Recorded data:
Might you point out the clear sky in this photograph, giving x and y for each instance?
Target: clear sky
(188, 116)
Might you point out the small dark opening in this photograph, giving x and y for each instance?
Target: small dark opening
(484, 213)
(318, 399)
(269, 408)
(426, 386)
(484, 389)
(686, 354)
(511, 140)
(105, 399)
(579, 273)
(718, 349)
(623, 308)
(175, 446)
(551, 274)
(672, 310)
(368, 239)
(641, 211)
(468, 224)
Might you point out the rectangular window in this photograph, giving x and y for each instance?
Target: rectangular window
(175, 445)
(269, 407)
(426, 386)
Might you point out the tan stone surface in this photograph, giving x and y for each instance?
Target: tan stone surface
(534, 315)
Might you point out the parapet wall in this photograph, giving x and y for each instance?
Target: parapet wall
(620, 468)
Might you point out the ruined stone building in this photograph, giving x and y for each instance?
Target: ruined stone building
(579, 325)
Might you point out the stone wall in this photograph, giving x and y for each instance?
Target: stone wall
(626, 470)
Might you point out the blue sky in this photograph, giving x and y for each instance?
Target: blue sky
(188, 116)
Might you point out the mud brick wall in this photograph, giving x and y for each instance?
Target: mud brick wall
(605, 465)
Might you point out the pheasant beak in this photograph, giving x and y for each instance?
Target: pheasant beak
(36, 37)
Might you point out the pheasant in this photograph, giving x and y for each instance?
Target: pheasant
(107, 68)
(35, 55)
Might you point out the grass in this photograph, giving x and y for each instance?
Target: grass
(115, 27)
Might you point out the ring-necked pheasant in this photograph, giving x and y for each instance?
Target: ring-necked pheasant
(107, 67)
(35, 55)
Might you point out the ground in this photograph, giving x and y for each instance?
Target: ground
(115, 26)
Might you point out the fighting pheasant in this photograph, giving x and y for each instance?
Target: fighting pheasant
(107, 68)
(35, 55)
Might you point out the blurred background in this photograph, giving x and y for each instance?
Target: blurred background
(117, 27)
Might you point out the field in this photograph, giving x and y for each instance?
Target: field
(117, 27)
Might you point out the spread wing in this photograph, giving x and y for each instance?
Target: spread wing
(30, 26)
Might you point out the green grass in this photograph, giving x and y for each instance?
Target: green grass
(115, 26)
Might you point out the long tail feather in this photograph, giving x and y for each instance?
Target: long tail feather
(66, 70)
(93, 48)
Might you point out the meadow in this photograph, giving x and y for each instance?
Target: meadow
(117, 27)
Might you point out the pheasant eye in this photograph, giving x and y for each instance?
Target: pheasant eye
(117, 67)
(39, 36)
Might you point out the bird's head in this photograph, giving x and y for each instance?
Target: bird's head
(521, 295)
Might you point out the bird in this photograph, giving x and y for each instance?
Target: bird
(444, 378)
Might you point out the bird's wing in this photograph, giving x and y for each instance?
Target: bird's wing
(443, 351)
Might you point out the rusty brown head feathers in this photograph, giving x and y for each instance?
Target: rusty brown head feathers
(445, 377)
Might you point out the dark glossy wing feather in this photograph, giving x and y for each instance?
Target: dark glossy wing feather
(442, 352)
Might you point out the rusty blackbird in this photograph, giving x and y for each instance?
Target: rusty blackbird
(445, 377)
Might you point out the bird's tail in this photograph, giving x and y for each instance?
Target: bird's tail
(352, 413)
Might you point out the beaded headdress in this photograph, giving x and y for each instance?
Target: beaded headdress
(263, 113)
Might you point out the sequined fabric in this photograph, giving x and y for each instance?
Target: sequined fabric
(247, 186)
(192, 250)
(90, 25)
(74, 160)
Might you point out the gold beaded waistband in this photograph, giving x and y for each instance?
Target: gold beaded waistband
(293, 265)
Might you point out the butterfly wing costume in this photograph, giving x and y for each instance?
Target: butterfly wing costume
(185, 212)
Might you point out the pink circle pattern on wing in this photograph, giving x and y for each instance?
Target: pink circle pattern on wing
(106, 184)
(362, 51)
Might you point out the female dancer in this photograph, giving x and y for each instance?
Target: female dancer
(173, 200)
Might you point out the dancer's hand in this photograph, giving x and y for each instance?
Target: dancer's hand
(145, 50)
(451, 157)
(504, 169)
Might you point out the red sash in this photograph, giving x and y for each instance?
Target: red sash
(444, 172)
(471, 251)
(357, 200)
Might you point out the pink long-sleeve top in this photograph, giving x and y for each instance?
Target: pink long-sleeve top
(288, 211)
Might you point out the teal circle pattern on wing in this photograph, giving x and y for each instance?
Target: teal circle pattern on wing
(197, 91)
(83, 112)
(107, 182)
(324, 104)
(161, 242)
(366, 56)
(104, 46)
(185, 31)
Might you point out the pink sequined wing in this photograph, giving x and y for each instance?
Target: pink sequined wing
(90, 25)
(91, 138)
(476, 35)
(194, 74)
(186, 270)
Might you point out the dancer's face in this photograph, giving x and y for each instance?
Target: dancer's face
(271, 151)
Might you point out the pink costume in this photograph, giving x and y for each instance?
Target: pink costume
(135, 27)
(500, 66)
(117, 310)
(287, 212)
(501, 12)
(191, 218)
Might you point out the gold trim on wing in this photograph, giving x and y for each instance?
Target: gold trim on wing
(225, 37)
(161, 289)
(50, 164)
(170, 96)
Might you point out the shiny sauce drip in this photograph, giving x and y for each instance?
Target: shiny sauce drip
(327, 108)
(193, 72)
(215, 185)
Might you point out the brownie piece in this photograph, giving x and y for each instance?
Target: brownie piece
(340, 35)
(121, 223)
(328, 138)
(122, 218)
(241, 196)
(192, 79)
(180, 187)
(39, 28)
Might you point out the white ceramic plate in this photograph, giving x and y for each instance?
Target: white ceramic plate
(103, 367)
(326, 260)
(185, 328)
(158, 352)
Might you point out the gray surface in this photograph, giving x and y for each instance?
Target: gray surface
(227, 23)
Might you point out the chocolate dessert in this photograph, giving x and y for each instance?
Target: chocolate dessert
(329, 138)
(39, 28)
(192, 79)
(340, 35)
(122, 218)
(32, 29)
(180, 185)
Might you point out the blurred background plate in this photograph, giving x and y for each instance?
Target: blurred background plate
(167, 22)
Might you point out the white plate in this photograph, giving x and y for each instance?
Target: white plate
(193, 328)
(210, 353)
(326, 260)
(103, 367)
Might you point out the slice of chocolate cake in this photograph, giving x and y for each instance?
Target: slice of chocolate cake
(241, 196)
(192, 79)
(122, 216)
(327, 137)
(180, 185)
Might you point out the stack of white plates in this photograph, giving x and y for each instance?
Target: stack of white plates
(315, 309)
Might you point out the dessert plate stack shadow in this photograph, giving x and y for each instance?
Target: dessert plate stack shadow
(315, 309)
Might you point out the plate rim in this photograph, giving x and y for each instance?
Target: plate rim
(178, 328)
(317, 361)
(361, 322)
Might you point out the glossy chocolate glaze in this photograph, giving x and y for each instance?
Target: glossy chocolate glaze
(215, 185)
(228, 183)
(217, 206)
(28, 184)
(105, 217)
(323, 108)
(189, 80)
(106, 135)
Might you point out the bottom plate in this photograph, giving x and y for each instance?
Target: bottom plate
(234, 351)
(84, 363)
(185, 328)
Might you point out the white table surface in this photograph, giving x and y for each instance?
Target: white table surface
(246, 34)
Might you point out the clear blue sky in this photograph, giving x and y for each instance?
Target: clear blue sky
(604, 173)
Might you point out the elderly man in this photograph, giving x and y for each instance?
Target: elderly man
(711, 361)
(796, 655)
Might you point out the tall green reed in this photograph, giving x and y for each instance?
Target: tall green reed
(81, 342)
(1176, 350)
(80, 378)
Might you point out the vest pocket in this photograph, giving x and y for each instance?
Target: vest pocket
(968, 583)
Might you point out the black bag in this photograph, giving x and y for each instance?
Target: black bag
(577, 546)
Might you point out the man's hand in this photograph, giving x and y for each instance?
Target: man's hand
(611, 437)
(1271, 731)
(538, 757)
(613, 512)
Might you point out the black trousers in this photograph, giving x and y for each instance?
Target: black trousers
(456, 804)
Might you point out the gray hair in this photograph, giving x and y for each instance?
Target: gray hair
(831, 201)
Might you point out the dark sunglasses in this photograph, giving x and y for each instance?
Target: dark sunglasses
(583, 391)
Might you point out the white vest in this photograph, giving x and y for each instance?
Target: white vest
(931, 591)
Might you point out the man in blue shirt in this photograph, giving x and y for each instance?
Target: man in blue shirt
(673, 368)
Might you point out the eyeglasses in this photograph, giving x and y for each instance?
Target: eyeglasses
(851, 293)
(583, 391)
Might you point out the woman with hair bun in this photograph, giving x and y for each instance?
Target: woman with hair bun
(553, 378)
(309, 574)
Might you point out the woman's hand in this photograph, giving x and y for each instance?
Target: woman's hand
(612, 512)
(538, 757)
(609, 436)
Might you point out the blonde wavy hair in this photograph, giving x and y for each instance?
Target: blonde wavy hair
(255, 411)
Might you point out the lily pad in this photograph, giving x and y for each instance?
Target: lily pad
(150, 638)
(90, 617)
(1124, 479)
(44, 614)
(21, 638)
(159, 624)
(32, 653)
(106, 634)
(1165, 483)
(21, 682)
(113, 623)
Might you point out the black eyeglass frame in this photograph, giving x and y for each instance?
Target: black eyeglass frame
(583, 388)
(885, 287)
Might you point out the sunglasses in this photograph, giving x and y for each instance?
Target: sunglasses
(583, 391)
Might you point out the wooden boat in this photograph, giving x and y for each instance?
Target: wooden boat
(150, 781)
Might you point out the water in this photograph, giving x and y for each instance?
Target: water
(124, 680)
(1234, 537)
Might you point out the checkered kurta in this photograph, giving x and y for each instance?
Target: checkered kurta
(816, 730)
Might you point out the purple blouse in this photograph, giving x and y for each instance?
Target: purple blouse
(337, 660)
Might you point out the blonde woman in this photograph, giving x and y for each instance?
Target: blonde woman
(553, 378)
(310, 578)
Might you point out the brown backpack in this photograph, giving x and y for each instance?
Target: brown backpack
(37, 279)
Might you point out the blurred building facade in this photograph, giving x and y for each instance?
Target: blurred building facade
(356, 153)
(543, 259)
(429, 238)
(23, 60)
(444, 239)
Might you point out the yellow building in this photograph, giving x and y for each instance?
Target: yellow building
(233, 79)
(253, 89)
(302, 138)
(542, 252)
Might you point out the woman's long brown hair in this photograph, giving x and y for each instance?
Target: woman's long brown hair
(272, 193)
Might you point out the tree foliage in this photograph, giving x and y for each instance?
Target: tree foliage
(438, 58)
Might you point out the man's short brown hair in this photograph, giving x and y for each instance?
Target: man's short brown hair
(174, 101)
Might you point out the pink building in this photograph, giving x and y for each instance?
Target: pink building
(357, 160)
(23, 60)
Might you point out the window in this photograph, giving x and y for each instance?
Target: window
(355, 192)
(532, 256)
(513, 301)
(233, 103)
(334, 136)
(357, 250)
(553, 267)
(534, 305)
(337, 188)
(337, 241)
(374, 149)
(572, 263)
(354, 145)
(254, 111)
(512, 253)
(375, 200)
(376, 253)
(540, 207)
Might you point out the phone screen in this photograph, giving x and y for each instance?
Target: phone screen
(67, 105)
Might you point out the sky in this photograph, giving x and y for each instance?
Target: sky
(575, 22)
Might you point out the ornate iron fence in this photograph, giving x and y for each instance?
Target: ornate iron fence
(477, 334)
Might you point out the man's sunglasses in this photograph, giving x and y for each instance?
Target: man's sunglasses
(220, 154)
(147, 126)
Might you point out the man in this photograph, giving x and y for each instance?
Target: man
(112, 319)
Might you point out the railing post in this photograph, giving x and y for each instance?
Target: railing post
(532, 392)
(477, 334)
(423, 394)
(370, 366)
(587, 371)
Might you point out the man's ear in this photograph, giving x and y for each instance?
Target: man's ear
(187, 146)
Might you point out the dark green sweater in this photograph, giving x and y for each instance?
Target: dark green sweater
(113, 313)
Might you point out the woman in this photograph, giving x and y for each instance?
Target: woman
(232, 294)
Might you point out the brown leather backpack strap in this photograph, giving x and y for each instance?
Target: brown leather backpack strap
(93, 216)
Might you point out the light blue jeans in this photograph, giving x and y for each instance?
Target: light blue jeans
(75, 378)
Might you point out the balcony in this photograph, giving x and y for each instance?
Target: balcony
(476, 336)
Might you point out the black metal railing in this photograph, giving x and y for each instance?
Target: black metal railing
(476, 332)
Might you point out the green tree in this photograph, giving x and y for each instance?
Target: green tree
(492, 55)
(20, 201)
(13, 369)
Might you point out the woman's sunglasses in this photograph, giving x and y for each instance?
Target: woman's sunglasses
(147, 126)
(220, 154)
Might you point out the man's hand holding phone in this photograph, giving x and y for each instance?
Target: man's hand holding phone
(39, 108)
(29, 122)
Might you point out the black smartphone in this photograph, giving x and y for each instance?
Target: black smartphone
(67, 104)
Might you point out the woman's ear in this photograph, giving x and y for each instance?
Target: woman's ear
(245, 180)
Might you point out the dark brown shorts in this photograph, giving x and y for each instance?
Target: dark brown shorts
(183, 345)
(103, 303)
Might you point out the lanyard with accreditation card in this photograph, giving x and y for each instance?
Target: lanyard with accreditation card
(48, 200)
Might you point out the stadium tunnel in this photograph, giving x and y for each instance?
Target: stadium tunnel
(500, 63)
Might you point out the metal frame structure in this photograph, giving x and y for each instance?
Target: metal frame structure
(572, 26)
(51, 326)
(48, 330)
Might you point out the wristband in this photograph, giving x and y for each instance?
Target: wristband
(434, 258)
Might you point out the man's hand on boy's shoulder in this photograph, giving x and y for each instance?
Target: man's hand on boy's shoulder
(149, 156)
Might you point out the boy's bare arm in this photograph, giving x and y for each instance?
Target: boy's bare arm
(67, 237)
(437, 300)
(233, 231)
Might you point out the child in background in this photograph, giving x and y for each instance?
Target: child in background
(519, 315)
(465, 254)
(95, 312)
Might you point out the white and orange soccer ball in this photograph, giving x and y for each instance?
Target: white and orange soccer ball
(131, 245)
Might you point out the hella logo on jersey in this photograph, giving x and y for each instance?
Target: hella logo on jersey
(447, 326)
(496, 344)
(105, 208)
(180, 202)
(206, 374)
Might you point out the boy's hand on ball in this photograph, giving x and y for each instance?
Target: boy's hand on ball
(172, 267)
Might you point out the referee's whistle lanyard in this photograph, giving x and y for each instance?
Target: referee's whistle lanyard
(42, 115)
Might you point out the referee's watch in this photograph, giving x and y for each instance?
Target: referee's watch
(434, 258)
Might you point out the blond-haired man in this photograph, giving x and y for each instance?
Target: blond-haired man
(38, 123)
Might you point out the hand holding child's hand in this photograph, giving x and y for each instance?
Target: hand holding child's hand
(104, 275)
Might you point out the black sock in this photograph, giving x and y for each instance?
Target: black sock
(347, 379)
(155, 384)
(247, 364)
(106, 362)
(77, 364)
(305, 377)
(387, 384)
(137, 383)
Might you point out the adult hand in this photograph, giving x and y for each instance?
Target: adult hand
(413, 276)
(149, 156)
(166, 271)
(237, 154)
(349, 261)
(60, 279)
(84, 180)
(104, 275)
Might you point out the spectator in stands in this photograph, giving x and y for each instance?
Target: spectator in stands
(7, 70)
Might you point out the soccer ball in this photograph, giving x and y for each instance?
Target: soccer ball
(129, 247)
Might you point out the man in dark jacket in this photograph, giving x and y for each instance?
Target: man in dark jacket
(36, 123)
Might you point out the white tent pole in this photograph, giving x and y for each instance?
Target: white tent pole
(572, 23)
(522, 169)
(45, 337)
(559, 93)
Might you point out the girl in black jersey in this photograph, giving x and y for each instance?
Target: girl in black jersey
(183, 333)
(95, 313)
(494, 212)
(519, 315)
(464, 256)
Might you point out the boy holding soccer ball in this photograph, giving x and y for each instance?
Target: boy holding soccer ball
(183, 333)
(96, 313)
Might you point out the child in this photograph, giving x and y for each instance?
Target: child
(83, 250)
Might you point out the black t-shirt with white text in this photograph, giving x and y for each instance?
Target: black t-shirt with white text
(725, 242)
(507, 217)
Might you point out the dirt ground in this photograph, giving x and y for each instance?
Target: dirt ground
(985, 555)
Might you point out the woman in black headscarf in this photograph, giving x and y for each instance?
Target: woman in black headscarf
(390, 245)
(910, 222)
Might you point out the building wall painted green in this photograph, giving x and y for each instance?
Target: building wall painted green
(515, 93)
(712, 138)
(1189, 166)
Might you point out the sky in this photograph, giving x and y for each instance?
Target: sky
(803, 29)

Request: Give again only the lines of the material above that run from the one with "Might you point out the spectator" through the end, both included, exactly as they appear.

Reply to the task:
Might you point out the spectator in stands in this photograph, giving x and y for each instance?
Target: spectator in stands
(7, 70)
Might you point out the soccer ball in this photograph, giving x and y for each instance?
Target: soccer ball
(129, 247)
Might you point out the man in dark jacket in this photograph, giving x and y for each instance?
Target: man in dark jacket
(36, 123)
Might you point out the white tent pole in this photograph, giving x and y for each instance?
Target: white tent pole
(572, 23)
(522, 169)
(45, 337)
(559, 93)
Might you point out the girl in black jersey in this photograph, giving x and y for each instance?
Target: girl in black jersey
(183, 333)
(95, 313)
(494, 212)
(519, 315)
(464, 256)
Might you point out the boy holding soccer ball in this photograph, giving x and y for each instance?
Target: boy holding soccer ball
(183, 333)
(96, 313)
Might you point out the child in this photograph, giving x and y for each instance?
Target: child
(83, 250)
Might you point out the black t-shirt with white text in this photograph, giving x and y for each instance?
Target: black t-shirt with white text
(725, 242)
(507, 217)
Might you point out the dirt ground in this photograph, giving x and y for each instance?
Target: dirt ground
(985, 555)
Might you point out the woman in black headscarf in this photograph, giving x and y for each instance?
Target: woman in black headscarf
(390, 245)
(910, 222)
Might you point out the building wall painted green in this photograph, giving x and y for each instance?
Target: building wall painted green
(515, 93)
(712, 138)
(1189, 166)
Might you point out the sky in this photograph, giving x and y for each instance?
Target: sky
(803, 29)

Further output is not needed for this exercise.